__Exercise goal__:
Please list every group of profiler hint calls that the text on Kaldi profiling macros names as defined by ITT.
# start of Quoted text
At the base level, a profiler does not need special marker calls, but the API helps enhance the analysis greatly (cf. CUDA NVTX). Debugging and perfing such a dynamic system as CUDA decoder on the CPU side certainly needs a hand from the developer.

My idea is to wrap ITT calls into generalized macros, which can be defined for other profiling APIs. A global define -DKALDI_PROFILE would enable them; otherwise they would expand to nothing. To specialize the calls for ITT, -DHAVE_INTEL_ITT should be defined (these are orthogonal, except -DKALDI_PROFILE would warn that no concrete implementation is available, once, in the .cc file).

I would define the macros in the utils/kaldi-profile.{h,cc}. The header defines the macros, the .cc contains implementations if needed. The header should be included into files that have profiling calls.

There are several nested bracketing calls, and other which mark singular events. Some concepts, such as ITT Domains, which associate the events with the whole application, need not be exposed; the kaldi-profile.cc would just initialize a single domain and associate all events to it.

ITT defines the following groups of profiler hint calls.

Whenever feasible, RAII counterparts to profiling events should be defined, so that begin/end of a ROI is marked by the lifetime of an object.

  1. Collection control. Collection can be paused and resumed, most elementary controls.

KALDI_PROF_PAUSE();KALDI_PROF_RESUME();

  1. Thread naming. This has been a huge sticking point for me, as all threads in CUDA decoder are unnamed, and there are 3 types of them. Nothing fancy here, a thread just gets a name visible in VTune UI, htop and gdb. Bonus offered by ITT, which may not be offered by other profilers: a thread can be set to ignored, and won't be shown. Linux limits the names to 15 characters.

KALDI_PROF_THREAD_NAME("CuDecH2HCopy");KALDI_PROF_THREAD_IGNORE();

  1. Tasks. A task is an activity not spanning a thread. Tasks can be nested, but not intersect. RAII is possible. Naturally, a trivially defined RAII object is optimized out by a compiler. Implementation:

KALDI_PROF_TASK_IN(DeterminizeLattice); . . .KALDI_PROF_TASK_OUT(DeterminizeLattice);

Bur RAII style is more natural here:

KALDI_PROF_TASK(DeterminizeLattice) { . . . }

Note no quotes around strings; these are stringized and interned to IDs for performance.

1.

Frames. Activities possibly spanning threads, so no RAI, just like the first task example. The name "frame" is not the best; may be called " Activity". 2.

Events. Mark named points in time. The analysis shows time between consecutive points. ITT requires events declared before use. 3.

Counters. Declared global-ish objects (e.g., class- or global-scoped) that can be atomically incremented, decremented or set. Changes are recorded in the profile.

Unlike logging, the events of types 3 to 6 above support 1-2 kHz recording rate under VTune without a significant effect on performance.
# end of Quoted text
# start of Items
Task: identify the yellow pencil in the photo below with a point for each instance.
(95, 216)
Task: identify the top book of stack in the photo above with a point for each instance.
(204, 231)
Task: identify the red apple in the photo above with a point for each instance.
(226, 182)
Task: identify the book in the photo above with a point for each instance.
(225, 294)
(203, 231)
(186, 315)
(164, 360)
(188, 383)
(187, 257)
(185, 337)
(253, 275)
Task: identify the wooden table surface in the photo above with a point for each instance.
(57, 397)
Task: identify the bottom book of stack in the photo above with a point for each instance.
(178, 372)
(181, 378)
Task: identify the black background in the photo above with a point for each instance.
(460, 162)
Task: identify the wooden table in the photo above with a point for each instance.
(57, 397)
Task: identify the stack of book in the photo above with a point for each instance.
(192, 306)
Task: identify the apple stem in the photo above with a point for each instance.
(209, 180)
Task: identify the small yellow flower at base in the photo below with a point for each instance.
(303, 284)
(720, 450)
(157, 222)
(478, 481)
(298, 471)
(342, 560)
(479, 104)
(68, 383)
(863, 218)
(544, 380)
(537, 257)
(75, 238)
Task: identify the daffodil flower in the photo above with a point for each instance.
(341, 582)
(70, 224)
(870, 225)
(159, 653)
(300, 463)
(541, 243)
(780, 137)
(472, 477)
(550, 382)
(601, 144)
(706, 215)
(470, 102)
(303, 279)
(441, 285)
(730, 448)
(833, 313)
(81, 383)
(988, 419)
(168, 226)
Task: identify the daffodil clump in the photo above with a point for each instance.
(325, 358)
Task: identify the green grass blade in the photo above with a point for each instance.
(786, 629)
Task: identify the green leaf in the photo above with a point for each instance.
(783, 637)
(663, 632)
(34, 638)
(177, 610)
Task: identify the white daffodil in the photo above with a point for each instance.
# end of Items
__Task response__:
Collection control, Thread naming, Tasks, Frames, Events, Counters